RECORDED INFORMATION:
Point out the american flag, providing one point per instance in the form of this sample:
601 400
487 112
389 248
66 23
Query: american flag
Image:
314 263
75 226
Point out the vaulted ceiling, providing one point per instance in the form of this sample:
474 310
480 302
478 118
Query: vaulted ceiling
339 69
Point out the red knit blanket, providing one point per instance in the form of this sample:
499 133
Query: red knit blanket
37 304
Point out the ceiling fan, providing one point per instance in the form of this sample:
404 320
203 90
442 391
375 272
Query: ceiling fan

* * *

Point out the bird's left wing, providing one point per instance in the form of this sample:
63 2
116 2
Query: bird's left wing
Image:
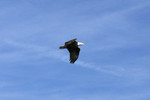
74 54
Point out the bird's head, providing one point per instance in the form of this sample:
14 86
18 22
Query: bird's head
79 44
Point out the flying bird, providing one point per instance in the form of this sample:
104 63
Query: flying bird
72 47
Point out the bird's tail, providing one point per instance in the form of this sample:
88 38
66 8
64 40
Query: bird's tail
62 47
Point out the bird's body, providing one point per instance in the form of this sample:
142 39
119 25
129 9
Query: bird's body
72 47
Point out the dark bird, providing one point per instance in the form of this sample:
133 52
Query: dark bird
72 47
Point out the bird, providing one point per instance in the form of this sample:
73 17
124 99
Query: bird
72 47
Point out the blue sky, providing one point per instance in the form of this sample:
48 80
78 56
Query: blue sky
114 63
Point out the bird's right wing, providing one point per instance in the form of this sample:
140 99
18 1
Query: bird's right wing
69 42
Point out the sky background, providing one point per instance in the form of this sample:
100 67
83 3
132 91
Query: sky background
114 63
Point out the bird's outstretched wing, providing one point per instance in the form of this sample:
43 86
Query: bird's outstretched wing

---

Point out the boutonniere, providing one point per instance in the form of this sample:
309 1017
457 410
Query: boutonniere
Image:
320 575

TRY IT: Using the records above, copy all lines that include the word "outstretched".

EXERCISE SOLUTION:
Point out the bird's outstretched wing, providing one point per instance in the form of this sample:
Query: bird's outstretched wing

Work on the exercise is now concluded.